## EXCERPTED TEXT
■ ■ ■ ■ ■

The classic “give him a choice” approach is a perfect example. This is how it tends to go in my house [not an actual conversation, but the typical outcome of many real ones nonetheless]:

“Would you like soup or a sandwich for lunch?”

“I want a hog dog.”

“We’re not having hot dogs today. You have a choice of either soup or a sandwich.”

“I want a hot dog.”

“That’s not one of your choices.”

From here his response goes one of two ways:

A: “Well, that’s what I’m having.” [Feet stomping, pout big enough for a bird to land on.]

or

B: Meltdown that makes Chernobyl look tame.

Giving him a choice is not a parenting or communication strategy that works.

I still try. It’s not as though, having been unsuccessful with this approach, I instead turn to dictatorial parenting. I try to determine what he actually needs (as opposed to what he says he wants). I work hard to summon my patience from the reserve tanks when my (admittedly limited) supply has run out. I try to remember that he’s only four.

But, oy. Four. I do love my child, and most of the time I really like him too. But to Four I really have only one thing to say:

Fuck you.

 


 

Comments

  1. Shit. And here I thought four was going to be Fabulous. I was told three was going to be a horror compared to two, and I thought, okay, I’ll ride the year out and we’ll get to Fabulous Four. Fuck.

  2. Oh God tell me about it. When you were describing that conversation about what to have for lunch, I remembered the time when he insisted on having juice, even though I told him several times that there was none in the house. And the whinyness? Ugh. I do feel like a lot of times he’s just giving me the finger.

  3. Oh I’m shuddering for you.

    Four is no joke.

    (But 5 is less than a year away, right? Should we keep saying that?!)

■ ■ ■ ■ ■

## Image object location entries
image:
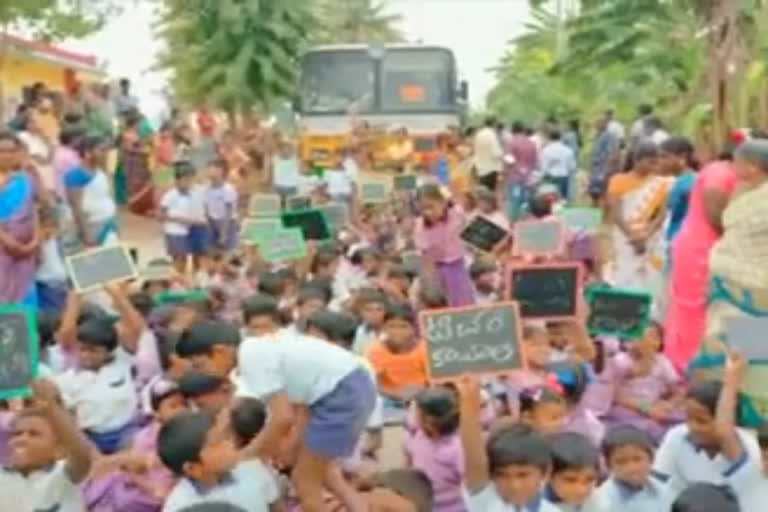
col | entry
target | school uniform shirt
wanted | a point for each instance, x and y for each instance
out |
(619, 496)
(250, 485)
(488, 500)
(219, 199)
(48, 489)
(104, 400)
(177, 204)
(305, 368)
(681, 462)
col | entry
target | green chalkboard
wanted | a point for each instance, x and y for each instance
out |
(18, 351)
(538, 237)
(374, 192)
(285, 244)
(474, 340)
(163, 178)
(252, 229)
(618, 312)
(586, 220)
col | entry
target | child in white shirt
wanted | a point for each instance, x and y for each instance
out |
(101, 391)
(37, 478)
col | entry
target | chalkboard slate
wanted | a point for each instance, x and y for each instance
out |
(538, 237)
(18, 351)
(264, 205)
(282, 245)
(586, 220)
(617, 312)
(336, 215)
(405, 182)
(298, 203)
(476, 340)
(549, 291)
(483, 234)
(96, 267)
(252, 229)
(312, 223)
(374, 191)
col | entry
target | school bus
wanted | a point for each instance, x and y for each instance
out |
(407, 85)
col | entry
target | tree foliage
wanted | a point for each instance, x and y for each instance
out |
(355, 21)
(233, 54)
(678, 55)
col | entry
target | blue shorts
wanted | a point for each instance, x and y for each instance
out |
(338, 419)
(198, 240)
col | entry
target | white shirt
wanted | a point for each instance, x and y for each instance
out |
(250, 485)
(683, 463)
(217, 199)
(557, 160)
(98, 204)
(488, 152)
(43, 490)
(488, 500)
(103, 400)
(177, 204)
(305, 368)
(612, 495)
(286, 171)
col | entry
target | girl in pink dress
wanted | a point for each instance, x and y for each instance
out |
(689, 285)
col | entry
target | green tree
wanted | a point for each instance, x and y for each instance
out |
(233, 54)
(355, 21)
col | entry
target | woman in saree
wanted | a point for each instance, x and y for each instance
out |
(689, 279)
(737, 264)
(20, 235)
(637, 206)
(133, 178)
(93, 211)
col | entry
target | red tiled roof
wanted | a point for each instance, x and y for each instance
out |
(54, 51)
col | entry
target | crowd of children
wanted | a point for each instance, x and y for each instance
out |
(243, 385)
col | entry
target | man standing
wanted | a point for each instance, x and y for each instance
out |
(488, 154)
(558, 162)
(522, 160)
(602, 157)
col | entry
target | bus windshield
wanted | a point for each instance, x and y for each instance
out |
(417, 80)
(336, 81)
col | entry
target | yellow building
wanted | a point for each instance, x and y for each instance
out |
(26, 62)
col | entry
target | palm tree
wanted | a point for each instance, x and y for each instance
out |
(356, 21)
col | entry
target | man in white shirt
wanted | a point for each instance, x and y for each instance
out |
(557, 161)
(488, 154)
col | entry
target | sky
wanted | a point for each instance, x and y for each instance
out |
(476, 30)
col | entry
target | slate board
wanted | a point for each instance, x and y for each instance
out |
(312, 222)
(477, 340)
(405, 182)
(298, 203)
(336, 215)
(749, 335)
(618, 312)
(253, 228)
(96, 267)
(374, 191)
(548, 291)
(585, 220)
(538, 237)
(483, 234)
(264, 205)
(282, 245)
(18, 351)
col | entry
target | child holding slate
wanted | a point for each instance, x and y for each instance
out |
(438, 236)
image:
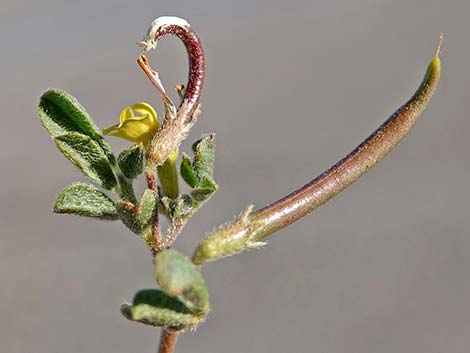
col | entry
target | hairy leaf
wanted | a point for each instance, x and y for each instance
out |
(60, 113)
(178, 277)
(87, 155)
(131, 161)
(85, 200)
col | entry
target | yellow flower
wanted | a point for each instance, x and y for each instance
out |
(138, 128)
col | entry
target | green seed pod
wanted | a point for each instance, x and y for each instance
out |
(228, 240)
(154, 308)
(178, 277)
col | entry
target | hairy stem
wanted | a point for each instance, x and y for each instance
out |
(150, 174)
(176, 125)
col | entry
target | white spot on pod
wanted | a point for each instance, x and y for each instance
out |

■ ■ ■ ■ ■

## DIRECTIONS
In the parenting excerpt, which two lunch options does the parent offer the child? Answer using only the excerpted text.

## TASK RESPONSE
Soup or a sandwich.